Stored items
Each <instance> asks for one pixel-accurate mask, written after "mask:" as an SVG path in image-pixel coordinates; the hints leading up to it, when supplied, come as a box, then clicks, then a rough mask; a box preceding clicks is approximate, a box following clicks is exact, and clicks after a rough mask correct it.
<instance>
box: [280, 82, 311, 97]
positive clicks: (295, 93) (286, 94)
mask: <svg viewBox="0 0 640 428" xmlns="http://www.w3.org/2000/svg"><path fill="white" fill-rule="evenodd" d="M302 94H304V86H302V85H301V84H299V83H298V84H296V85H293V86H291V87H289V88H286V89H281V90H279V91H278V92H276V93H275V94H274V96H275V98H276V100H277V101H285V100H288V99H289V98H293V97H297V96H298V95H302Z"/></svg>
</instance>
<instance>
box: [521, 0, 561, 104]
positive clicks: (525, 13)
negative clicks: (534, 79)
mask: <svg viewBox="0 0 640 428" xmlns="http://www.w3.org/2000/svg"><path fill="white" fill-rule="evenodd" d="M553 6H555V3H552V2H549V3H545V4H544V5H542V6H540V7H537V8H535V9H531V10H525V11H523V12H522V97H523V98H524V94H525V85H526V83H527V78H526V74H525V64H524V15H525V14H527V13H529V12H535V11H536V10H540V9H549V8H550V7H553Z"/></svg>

What you should do »
Reproduce the data above verbatim, line by line, from the first line to the last.

Expected answer »
Each <instance> asks for one pixel-accurate mask, written after "mask:" as an SVG path in image-pixel coordinates; the hints leading up to it, when supplied, come as a box, then clicks, then a rough mask; a box preceding clicks is approximate, a box following clicks is exact, and clicks after a rough mask correct it.
<instance>
box: [280, 82, 311, 97]
positive clicks: (295, 93) (286, 94)
mask: <svg viewBox="0 0 640 428" xmlns="http://www.w3.org/2000/svg"><path fill="white" fill-rule="evenodd" d="M302 94H304V86H302V85H301V84H299V83H298V84H296V85H293V86H291V87H289V88H286V89H281V90H279V91H278V92H276V93H275V94H274V96H275V98H276V100H277V101H285V100H288V99H289V98H293V97H297V96H298V95H302Z"/></svg>
</instance>
<instance>
box: [521, 0, 561, 104]
positive clicks: (525, 13)
negative clicks: (534, 79)
mask: <svg viewBox="0 0 640 428" xmlns="http://www.w3.org/2000/svg"><path fill="white" fill-rule="evenodd" d="M553 6H555V3H552V2H549V3H545V4H544V5H542V6H540V7H537V8H535V9H531V10H525V11H523V12H522V97H523V98H524V94H525V85H526V83H527V78H526V74H525V64H524V15H525V14H527V13H529V12H535V11H536V10H540V9H549V8H550V7H553Z"/></svg>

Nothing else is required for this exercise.